ENTRIES:
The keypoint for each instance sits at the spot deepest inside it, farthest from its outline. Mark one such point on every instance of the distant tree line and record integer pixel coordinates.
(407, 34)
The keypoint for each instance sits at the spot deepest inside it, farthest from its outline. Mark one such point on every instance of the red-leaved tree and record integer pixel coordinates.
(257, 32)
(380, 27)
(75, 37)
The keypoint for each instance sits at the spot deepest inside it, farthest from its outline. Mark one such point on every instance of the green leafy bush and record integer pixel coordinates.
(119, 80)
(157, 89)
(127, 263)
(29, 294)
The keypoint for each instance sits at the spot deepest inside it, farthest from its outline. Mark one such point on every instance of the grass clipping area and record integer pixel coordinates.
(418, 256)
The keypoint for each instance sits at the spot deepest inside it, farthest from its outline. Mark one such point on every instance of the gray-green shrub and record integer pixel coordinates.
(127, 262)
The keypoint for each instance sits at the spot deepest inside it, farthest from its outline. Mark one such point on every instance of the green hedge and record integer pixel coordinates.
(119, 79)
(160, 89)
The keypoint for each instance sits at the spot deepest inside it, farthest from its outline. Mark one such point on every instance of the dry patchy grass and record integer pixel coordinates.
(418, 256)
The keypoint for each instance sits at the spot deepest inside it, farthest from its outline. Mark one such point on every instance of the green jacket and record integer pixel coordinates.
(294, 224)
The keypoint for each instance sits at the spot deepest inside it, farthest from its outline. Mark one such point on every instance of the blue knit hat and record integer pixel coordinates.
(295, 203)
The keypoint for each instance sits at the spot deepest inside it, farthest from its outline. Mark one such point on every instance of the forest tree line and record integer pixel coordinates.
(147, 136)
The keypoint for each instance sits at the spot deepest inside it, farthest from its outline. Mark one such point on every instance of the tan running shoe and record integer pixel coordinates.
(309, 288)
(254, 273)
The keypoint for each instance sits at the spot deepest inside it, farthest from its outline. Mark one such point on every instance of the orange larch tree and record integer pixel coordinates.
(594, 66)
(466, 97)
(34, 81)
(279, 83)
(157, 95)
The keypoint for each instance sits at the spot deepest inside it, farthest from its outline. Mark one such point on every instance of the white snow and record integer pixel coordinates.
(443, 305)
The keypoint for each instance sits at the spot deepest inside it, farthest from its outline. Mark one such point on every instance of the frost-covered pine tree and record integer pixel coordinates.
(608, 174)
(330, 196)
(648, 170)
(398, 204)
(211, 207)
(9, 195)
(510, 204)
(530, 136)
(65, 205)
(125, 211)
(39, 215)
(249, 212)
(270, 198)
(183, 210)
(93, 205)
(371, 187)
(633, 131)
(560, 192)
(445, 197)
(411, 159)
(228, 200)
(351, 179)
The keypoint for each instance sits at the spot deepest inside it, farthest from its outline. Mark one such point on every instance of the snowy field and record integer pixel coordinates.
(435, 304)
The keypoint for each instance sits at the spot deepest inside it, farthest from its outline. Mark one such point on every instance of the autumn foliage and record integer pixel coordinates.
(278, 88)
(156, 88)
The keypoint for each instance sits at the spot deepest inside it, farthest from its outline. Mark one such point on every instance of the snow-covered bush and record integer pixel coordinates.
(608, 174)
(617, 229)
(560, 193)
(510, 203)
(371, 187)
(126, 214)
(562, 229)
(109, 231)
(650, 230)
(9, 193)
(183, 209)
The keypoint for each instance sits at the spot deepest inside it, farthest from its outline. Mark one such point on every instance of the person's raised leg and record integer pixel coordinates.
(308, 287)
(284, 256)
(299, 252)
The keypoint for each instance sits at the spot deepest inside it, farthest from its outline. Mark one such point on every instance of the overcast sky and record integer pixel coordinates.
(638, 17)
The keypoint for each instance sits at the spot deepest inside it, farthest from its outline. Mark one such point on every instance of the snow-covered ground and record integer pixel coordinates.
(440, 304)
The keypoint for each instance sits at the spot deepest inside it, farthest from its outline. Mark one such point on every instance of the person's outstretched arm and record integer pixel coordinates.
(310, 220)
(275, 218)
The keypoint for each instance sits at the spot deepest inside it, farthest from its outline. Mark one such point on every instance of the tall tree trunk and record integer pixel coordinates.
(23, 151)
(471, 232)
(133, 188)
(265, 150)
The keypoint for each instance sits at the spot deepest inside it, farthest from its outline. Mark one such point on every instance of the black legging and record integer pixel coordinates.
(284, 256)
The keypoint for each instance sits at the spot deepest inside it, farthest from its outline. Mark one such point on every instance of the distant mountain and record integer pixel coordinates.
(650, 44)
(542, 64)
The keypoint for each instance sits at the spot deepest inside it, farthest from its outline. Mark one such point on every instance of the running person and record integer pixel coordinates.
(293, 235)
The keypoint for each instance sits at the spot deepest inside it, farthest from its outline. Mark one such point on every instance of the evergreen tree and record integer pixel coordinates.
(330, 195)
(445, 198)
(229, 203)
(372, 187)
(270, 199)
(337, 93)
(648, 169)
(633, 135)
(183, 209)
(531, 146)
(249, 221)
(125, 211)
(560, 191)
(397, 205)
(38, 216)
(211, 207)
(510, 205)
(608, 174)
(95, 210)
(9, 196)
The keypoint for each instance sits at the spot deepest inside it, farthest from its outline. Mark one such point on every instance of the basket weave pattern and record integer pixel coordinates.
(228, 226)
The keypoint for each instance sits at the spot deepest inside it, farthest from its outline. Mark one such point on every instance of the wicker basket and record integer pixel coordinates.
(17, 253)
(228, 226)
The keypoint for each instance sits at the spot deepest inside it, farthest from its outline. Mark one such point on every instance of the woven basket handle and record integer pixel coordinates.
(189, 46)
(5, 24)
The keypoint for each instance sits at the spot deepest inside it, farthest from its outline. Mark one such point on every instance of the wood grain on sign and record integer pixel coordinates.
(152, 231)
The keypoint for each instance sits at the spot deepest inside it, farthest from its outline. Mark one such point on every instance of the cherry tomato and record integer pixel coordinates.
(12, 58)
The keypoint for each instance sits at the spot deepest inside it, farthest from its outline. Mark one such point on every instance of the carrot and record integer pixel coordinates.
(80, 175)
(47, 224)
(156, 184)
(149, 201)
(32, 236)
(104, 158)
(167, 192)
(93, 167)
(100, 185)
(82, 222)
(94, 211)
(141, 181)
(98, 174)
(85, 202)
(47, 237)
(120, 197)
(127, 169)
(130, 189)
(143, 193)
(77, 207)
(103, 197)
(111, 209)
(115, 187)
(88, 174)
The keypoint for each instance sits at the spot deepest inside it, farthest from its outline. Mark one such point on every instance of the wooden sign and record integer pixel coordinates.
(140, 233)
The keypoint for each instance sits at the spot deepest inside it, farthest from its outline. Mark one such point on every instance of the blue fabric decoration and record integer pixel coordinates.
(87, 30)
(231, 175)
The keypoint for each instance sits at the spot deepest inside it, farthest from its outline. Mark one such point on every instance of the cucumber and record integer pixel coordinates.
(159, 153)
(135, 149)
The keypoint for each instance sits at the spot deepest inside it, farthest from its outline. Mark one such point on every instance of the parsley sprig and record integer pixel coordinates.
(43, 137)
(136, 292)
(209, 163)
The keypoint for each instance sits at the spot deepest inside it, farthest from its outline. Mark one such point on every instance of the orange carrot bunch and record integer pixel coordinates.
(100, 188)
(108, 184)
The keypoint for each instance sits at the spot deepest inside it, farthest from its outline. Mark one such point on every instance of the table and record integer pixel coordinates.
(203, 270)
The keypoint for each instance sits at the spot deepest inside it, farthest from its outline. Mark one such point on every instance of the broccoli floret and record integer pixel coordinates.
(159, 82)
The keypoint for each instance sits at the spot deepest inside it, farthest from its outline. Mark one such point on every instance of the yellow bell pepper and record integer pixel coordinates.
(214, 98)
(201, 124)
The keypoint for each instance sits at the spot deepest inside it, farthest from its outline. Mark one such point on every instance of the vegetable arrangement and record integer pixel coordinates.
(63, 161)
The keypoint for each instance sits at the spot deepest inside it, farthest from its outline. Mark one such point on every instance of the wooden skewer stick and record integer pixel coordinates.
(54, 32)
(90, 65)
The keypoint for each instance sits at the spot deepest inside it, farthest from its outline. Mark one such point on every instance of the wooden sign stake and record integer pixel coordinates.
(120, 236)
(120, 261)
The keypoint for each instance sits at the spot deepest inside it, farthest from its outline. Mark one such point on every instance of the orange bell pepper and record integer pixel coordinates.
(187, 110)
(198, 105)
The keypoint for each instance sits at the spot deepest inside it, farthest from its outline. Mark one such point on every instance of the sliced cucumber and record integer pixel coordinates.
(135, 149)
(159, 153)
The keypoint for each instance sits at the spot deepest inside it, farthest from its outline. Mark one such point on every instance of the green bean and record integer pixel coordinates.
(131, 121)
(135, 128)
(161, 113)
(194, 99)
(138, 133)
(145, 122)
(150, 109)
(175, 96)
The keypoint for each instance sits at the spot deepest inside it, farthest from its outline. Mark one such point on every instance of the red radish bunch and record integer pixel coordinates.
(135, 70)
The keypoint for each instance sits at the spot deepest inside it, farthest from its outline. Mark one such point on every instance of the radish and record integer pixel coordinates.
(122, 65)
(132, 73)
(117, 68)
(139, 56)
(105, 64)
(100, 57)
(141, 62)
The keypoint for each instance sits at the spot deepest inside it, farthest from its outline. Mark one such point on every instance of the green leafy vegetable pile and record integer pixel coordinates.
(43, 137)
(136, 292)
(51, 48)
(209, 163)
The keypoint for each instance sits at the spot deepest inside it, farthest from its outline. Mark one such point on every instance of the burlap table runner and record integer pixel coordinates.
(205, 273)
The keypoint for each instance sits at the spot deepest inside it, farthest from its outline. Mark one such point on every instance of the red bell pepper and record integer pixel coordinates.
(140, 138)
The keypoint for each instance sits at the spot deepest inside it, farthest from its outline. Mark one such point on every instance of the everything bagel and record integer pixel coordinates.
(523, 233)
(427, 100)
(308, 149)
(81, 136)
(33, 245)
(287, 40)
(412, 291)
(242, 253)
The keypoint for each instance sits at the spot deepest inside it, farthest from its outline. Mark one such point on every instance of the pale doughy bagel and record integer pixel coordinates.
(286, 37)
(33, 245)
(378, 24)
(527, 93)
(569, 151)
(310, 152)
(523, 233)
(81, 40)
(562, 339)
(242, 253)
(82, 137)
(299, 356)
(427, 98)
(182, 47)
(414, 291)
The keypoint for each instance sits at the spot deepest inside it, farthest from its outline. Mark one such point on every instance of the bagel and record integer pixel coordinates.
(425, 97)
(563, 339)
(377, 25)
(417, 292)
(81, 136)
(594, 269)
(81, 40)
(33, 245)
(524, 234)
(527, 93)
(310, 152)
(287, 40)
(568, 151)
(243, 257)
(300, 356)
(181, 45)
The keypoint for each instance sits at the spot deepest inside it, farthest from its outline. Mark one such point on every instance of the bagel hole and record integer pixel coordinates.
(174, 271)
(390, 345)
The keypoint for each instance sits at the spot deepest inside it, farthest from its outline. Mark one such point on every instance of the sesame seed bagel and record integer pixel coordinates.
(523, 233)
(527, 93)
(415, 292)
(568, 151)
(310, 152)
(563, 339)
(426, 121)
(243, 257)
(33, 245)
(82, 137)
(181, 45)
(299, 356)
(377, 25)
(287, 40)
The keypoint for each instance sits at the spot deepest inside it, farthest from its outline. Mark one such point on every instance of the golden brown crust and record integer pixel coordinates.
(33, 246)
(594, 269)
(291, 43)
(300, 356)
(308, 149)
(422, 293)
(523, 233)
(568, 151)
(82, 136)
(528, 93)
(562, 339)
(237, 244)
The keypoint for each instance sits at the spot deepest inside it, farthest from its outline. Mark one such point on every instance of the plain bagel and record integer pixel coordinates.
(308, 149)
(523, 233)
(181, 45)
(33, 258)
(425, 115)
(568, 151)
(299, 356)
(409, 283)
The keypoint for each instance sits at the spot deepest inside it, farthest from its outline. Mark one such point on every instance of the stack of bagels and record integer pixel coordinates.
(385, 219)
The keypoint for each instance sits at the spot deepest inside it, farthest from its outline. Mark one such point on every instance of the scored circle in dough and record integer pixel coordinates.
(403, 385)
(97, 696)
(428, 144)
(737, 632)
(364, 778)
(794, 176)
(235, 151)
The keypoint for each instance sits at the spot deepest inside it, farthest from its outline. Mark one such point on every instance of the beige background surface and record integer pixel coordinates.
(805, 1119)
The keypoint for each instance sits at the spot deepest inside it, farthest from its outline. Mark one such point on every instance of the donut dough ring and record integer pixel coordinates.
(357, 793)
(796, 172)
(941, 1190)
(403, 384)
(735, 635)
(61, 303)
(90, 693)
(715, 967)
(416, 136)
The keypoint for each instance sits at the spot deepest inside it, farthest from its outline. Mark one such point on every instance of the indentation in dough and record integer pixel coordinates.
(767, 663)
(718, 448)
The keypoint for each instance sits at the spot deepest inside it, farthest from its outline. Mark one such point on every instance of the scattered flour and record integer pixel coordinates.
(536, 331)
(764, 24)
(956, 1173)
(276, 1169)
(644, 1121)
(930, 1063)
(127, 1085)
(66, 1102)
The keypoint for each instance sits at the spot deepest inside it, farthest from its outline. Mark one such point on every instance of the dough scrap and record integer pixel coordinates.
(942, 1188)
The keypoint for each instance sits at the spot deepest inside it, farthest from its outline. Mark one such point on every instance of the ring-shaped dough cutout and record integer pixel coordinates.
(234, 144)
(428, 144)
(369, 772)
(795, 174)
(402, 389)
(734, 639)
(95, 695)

PROBLEM TO WORK ON:
Render the lines of the records above as a Markdown table with the columns Row and Record line. Include only the lines between the one holding "circle in dough and record integer pixel coordinates." and the one holding "(942, 1188)", inclusive, and skip any blank lines.

EXERCISE RESULT:
| Row | Record line |
|---|---|
| 1 | The keypoint for each instance sits at the spot deepest inside it, farthest from its outline. Mark one such point on every instance of the scored circle in dough and record integer pixel coordinates. |
| 2 | (403, 385) |
| 3 | (97, 696) |
| 4 | (428, 144) |
| 5 | (737, 632) |
| 6 | (364, 778) |
| 7 | (794, 176) |
| 8 | (235, 151) |
| 9 | The keypoint for each instance sits at the spot deepest inside it, farthest from its outline. Mark one such point on every instance of the beige background surface and record integer pixel coordinates. |
| 10 | (805, 1119) |
| 11 | The keypoint for each instance sits at the spot deepest inside it, farthest from its outline. Mark one such point on every instance of the donut dough ring and record integer pixel coordinates. |
| 12 | (357, 793) |
| 13 | (796, 172) |
| 14 | (941, 1190) |
| 15 | (403, 384) |
| 16 | (735, 635) |
| 17 | (61, 303) |
| 18 | (90, 693) |
| 19 | (715, 967) |
| 20 | (416, 136) |
| 21 | The keypoint for each instance sits at the spot deepest inside it, farthest from its outline. Mark one such point on every instance of the indentation in dough and record integer pixel coordinates. |
| 22 | (767, 663) |
| 23 | (718, 448) |
| 24 | The keypoint for each instance sits at the spot deepest inside it, farthest from its outline. Mark one such point on every instance of the scattered flour and record integer pixel coordinates. |
| 25 | (536, 331) |
| 26 | (764, 24) |
| 27 | (956, 1173) |
| 28 | (276, 1169) |
| 29 | (644, 1121) |
| 30 | (930, 1063) |
| 31 | (127, 1085) |
| 32 | (66, 1102) |
| 33 | The keypoint for each instance sits at the spot deepest inside it, farthest from its outline. Mark one such point on every instance of the dough scrap and record integer pixel coordinates. |
| 34 | (942, 1188) |